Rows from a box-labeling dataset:
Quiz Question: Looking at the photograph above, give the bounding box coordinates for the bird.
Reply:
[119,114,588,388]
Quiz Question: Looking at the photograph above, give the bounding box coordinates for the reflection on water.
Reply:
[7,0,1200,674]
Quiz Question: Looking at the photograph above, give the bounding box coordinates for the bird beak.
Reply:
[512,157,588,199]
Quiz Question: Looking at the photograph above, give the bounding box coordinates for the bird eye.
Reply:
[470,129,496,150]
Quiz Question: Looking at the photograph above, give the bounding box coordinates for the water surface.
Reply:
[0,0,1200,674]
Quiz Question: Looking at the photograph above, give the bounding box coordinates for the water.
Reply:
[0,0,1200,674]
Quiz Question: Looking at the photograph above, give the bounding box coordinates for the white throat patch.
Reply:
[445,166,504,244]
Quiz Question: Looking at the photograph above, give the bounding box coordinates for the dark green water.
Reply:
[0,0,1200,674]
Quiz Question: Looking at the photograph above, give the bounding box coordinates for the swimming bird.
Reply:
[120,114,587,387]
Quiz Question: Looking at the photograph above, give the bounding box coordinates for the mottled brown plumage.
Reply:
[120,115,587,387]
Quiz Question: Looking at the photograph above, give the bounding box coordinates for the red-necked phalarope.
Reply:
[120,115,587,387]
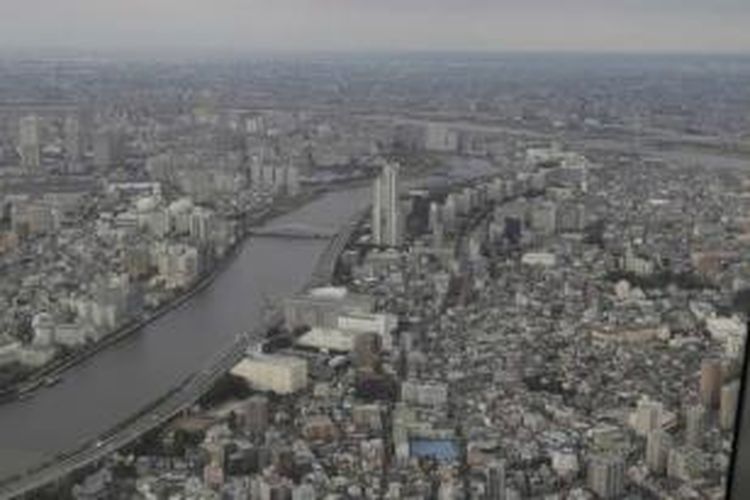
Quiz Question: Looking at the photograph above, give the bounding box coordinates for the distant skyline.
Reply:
[0,0,750,53]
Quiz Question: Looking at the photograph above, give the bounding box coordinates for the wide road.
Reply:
[0,190,370,481]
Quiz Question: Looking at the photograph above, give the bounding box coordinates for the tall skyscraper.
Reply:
[245,395,268,434]
[485,460,505,500]
[372,163,401,246]
[646,430,672,475]
[63,115,82,166]
[93,129,125,169]
[700,358,723,408]
[18,115,42,173]
[685,403,706,448]
[634,397,664,437]
[719,380,740,431]
[587,455,625,499]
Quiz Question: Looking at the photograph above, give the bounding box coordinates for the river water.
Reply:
[0,159,500,481]
[0,190,369,478]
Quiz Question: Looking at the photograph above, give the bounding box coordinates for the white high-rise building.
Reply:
[372,163,401,246]
[64,115,83,166]
[18,115,42,171]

TO DO: Write out word for word everything from the line containing "the tall skyscraper." down through the end of the rows, including both of those ends.

EXERCISE ANSWER:
Quiz Question: Looking at the photograph above, give the bounding box coordinates for the tall skyscraper.
Reply:
[245,395,268,434]
[485,460,505,500]
[372,163,401,246]
[646,430,672,475]
[63,115,82,166]
[93,129,125,169]
[700,358,723,408]
[18,115,42,173]
[685,403,706,448]
[634,397,664,437]
[719,380,740,431]
[587,455,625,499]
Quiz Question: Looking at the photograph above, give the bounding box coordinates for the river water.
Reply:
[0,159,500,481]
[0,190,369,478]
Quiz Question: Looking at the photograph above, give the bounding box coordinates for the white high-rise building.
Reply:
[372,163,401,246]
[64,115,83,166]
[18,115,42,171]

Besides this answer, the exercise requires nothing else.